What is required:
Format the items as a JSON list of strings, one string per line and no blank lines, starting at the line containing "One point belongs on each instance of the tall palm" and running through the last line of the items.

Position annotation records

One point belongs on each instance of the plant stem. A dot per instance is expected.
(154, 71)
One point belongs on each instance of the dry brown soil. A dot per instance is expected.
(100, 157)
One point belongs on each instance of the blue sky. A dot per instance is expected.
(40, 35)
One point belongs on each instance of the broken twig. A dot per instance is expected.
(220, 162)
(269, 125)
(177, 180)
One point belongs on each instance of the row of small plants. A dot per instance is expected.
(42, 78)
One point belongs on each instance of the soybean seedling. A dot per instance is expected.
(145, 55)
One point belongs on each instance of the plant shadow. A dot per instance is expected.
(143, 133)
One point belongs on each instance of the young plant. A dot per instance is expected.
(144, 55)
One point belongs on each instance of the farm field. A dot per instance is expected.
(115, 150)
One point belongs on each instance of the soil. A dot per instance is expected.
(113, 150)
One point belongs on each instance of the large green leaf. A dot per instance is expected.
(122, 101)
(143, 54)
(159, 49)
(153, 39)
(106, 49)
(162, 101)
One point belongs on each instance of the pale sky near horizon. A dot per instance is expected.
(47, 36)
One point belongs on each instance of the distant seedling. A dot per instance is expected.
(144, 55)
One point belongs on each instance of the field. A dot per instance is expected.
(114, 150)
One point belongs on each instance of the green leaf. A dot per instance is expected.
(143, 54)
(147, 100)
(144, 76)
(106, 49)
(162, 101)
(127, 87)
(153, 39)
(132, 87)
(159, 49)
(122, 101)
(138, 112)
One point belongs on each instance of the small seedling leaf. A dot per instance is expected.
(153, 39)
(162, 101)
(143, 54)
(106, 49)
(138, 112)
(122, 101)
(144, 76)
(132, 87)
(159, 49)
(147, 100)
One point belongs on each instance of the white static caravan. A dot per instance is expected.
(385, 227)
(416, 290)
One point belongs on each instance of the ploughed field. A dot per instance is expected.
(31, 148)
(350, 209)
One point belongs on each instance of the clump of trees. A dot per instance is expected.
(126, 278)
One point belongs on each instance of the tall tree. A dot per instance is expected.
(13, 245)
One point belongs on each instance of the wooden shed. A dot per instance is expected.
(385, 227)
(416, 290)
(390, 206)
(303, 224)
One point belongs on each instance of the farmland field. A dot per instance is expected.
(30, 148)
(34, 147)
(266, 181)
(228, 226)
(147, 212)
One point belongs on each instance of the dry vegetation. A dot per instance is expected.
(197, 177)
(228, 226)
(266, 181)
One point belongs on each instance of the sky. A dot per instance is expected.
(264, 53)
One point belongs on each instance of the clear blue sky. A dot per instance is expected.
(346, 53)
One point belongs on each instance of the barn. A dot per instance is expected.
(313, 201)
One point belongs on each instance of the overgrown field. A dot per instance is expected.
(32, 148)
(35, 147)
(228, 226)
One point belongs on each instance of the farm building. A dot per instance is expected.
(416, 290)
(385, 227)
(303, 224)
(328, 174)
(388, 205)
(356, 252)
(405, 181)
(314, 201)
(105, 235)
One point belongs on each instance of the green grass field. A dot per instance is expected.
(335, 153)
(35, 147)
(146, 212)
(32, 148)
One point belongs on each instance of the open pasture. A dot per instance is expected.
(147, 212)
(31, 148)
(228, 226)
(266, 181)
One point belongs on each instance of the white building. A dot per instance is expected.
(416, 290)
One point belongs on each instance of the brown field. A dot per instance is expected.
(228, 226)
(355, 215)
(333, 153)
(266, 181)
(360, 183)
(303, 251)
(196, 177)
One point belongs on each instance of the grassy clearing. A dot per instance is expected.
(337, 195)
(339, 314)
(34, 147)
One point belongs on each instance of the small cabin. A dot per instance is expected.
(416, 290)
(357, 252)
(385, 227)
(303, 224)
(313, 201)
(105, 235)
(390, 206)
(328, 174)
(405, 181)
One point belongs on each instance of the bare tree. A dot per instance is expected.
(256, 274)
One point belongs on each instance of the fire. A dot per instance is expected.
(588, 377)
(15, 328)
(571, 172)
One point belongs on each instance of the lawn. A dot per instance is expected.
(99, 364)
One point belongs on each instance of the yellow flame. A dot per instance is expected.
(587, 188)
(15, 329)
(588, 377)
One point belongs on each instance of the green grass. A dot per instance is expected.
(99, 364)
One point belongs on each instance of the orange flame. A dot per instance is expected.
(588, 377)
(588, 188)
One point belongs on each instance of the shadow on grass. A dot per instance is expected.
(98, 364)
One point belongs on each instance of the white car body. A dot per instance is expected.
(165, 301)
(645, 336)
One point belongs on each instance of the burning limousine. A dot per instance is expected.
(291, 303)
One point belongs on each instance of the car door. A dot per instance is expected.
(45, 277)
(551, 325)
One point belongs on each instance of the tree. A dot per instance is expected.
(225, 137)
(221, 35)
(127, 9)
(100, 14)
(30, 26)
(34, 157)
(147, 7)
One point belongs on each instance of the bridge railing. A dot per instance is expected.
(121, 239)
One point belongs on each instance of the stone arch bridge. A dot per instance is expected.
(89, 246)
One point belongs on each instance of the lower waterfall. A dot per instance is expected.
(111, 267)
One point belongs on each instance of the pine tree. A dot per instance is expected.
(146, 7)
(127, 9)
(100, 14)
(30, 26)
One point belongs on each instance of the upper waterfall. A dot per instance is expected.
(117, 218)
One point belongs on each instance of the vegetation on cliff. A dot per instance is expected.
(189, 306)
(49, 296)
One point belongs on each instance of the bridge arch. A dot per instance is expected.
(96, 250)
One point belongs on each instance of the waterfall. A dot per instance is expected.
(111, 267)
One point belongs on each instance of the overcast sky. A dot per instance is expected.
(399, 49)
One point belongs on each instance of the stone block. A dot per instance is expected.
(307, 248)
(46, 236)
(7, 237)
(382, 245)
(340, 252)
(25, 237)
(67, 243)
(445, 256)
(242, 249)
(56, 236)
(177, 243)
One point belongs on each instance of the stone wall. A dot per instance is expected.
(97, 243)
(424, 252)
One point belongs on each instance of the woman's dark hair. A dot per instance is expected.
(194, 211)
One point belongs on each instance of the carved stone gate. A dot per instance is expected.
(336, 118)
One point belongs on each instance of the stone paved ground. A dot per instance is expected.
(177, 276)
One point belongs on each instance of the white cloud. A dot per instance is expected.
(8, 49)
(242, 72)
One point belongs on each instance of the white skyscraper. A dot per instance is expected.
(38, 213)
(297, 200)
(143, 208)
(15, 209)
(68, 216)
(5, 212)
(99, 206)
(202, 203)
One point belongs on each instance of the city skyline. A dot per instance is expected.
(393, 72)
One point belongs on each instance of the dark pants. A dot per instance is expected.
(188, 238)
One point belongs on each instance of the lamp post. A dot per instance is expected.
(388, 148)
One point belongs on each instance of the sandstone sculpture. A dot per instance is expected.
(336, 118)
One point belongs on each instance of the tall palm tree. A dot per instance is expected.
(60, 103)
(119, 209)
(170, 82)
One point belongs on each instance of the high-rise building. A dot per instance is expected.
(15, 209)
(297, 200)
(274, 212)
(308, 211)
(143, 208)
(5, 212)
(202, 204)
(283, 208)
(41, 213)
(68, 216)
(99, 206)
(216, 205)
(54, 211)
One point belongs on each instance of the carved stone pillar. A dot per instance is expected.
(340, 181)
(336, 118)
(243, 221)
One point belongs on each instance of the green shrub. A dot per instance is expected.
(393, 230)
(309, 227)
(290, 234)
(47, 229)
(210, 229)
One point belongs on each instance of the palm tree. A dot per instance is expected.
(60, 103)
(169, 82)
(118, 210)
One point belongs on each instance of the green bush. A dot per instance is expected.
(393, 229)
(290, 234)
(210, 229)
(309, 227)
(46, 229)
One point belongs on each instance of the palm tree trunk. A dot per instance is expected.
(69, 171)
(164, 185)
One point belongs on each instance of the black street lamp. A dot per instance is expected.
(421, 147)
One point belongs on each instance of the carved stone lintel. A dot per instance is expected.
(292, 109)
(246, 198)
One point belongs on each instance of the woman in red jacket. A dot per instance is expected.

The response:
[
  "One point belongs on each instance of the tall palm tree. A dot per instance is expected.",
  "(60, 103)",
  "(119, 209)",
  "(170, 82)",
  "One point belongs on each instance of the high-rise building. A dot per instance is expected.",
  "(15, 209)",
  "(297, 200)",
  "(274, 212)",
  "(308, 211)",
  "(143, 208)",
  "(5, 212)",
  "(202, 204)",
  "(283, 208)",
  "(41, 213)",
  "(68, 216)",
  "(99, 206)",
  "(216, 205)",
  "(54, 211)",
  "One point belongs on each instance of the carved stone pillar. A dot per instance is expected.",
  "(340, 181)",
  "(336, 118)",
  "(243, 221)",
  "One point belongs on each instance of the green shrub. A dot per instance is expected.",
  "(393, 230)",
  "(309, 227)",
  "(290, 234)",
  "(47, 229)",
  "(210, 229)",
  "One point belongs on each instance of the palm tree. A dot per instance is expected.",
  "(60, 103)",
  "(169, 82)",
  "(118, 210)",
  "One point belongs on each instance of the green bush. A dot per instance is expected.",
  "(393, 229)",
  "(290, 234)",
  "(210, 229)",
  "(309, 227)",
  "(46, 229)",
  "One point belongs on each instance of the palm tree trunk. A dot per instance is expected.",
  "(69, 171)",
  "(164, 185)",
  "One point belongs on each instance of the black street lamp. A dot per instance is expected.",
  "(421, 147)",
  "One point belongs on each instance of the carved stone lintel. A dot per instance is expected.",
  "(292, 109)",
  "(246, 198)",
  "One point belongs on each instance of the woman in red jacket. A dot per instance is expected."
]